Selected excerpt
========

Just do it! Nike was onto something: the greater teacher is experience. Life is a verb and you won’t know what could have been until you act. The worse curse is regret so do the things you’ve been thinking of today and experience the present as the magical gift that it is. Life is just a series of moments and in this moment, you need to be doing what you can to make the next moment better or at least learn something about yourself and what does or doesn’t work for you in the process.
Measure
The yardstick by which you measure whether you are successfully designing the life that you want to live is created by the needs you identified in the Empathize design stage. What works for me, will not work for another. One of my yardsticks is the size of my impact while someone else may measure their success by the size of their income. Although some yardsticks are qualitative and others are quantitative, measurement and analysis of whether the goals you have set for yourself are accomplishing what you had hoped they would is necessary. You cannot decide to pivot unless you know whether something is working favorably. You cannot decide if something is working favorably if you are not measuring its results.
One of the difficult things about measuring is deciding when to measure. If you measure too early or too often, you may conclude that the actions you’ve taken are unfruitful. When, in reality, they are still developing and have not yet had the time to manifest the intended results, despite being ultimately successful endeavors. If you are trying to become a big content creator, three months may not be enough time to decide that it’s not for you. If you are trying to improve your health, three months of consistent personal training sessions should be able to indicate if you need a new trainer, a different regimen, or a medical professional’s consultation. The rate at which to measure the results of your life has to be calibrated to the activity itself.

========

Input data

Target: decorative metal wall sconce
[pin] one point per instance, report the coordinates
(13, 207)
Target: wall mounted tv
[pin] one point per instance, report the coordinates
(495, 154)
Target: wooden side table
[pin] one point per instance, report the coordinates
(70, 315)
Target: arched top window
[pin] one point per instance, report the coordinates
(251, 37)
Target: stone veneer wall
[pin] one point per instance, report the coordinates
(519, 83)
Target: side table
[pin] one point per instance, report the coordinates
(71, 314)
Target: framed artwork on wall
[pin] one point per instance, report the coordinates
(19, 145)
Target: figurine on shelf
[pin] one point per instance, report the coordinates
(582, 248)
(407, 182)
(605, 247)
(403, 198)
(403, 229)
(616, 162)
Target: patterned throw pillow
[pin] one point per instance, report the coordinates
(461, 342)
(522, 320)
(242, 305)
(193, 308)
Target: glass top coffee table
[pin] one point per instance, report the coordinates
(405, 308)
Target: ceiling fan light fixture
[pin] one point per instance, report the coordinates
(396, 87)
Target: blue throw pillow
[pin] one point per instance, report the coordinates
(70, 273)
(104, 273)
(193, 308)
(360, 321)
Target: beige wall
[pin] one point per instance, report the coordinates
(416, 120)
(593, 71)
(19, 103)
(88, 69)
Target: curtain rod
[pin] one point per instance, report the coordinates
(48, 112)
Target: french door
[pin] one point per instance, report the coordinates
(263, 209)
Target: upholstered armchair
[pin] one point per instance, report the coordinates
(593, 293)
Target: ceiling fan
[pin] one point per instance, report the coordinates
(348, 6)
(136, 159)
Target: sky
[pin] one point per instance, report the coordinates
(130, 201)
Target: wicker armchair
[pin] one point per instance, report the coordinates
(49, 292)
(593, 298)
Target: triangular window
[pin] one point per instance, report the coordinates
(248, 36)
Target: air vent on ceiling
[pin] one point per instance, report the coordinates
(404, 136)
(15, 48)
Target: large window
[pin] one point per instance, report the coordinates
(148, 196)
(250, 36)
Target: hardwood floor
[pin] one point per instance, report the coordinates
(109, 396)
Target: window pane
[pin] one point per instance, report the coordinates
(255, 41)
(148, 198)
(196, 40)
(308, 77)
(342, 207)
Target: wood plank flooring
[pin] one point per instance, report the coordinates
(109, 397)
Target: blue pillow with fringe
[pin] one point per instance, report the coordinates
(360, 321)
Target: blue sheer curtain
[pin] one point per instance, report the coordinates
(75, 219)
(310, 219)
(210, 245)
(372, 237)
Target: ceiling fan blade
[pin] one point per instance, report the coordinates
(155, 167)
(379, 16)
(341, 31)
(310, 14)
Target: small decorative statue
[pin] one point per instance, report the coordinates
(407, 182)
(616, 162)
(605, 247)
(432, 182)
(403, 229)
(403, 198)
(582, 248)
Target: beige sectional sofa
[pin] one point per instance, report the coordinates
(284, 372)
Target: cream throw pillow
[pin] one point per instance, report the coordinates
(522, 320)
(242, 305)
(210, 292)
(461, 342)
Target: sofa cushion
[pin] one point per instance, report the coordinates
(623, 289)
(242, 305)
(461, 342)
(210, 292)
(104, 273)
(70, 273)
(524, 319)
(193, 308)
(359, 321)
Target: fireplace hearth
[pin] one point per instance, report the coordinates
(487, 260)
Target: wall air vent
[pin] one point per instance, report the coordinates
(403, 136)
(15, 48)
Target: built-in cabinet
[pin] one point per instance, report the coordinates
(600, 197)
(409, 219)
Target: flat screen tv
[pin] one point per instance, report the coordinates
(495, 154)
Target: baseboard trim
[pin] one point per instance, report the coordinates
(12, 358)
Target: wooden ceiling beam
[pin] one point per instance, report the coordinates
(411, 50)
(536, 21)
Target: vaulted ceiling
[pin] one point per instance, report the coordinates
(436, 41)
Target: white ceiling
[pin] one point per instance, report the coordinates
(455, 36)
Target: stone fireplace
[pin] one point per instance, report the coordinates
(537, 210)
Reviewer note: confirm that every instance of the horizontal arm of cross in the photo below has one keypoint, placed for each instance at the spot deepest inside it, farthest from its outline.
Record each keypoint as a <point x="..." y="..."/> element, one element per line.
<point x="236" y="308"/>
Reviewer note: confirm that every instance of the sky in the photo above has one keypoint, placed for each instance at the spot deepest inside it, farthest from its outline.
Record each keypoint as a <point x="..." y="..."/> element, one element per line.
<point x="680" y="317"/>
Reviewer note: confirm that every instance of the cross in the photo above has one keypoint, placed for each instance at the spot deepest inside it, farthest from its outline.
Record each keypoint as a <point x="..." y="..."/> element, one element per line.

========

Work to complete
1. Please repeat the stretch from "One of the difficult" through "the activity itself." in the life-design passage, word for word.
2. Write the next part of the life-design passage, picking up after its final sentence.

Your responses
1.
One of the difficult things about measuring is deciding when to measure. If you measure too early or too often, you may conclude that the actions you’ve taken are unfruitful. When, in reality, they are still developing and have not yet had the time to manifest the intended results, despite being ultimately successful endeavors. If you are trying to become a big content creator, three months may not be enough time to decide that it’s not for you. If you are trying to improve your health, three months of consistent personal training sessions should be able to indicate if you need a new trainer, a different regimen, or a medical professional’s consultation. The rate at which to measure the results of your life has to be calibrated to the activity itself.

2.
As you measure, you can return to the drawing board and adjust your life’s design. It’s a cyclical process and we are never a finished product.
Conclusion
I took a class in college called How to Live a Good Life. Although the class wasn’t all that I had hoped for, the professor said something that has stuck with me since: hope is not a strategy.
I hope-humor intended-that approaching your life as design project that you create, rather than something that happens to you, will allow you to look back on all of it with a lot more satisfaction than if you had ridden out the waves to wherever they would take you.
After you know who you are, have a starting step of what you want to do, and a game plan for how to get there, it’s time to step in the direction of your goals with action. Keep in mind that as you move, you’ll make adjustments as you discern your ability levels, resources, and desirability of your end-goal; what you set out to do may be harder or easier than you thought, require more or less time, money, connections, or products, or may end up being something you don’t want as much as you thought you did. Adjusting your goals isn’t failure; it’s wisdom.
New Year’s is in one month but it’s never too early to start moving the life you want tomorrow into your game plan today.